> [SHORT PROBLEM]: Pictures do not belong in the copy; transcribe everything else in the records exactly.

◇ ◇ ◇ ◇ ◇

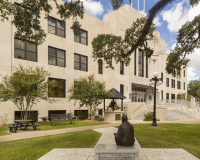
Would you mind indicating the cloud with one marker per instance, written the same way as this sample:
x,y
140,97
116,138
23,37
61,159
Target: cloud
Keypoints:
x,y
109,8
157,22
179,14
93,8
195,59
191,74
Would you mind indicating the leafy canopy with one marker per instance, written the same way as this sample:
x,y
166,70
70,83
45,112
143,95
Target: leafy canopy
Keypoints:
x,y
89,92
194,89
110,47
26,87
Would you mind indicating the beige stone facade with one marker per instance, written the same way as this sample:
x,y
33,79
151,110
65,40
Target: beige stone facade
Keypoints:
x,y
115,22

◇ ◇ ◇ ◇ ◇

> [REPLY]:
Would you mind indicating the cloud with one marker per instance, written the same way as this sample:
x,y
140,97
116,138
23,37
61,159
Target: cloud
Keypoints:
x,y
109,8
157,22
179,14
93,8
195,59
191,74
Would you mind indicating the leafy canopy with one marker per instance, written the same way as this sample:
x,y
166,70
70,83
45,112
143,95
Target: leafy canopy
Keypoints:
x,y
89,92
194,89
110,47
26,87
Would you mind indicating the beige stone facade with one marker per instance, written the same way as this sample:
x,y
33,79
151,110
65,40
Target: beige stone facade
Keypoints:
x,y
115,22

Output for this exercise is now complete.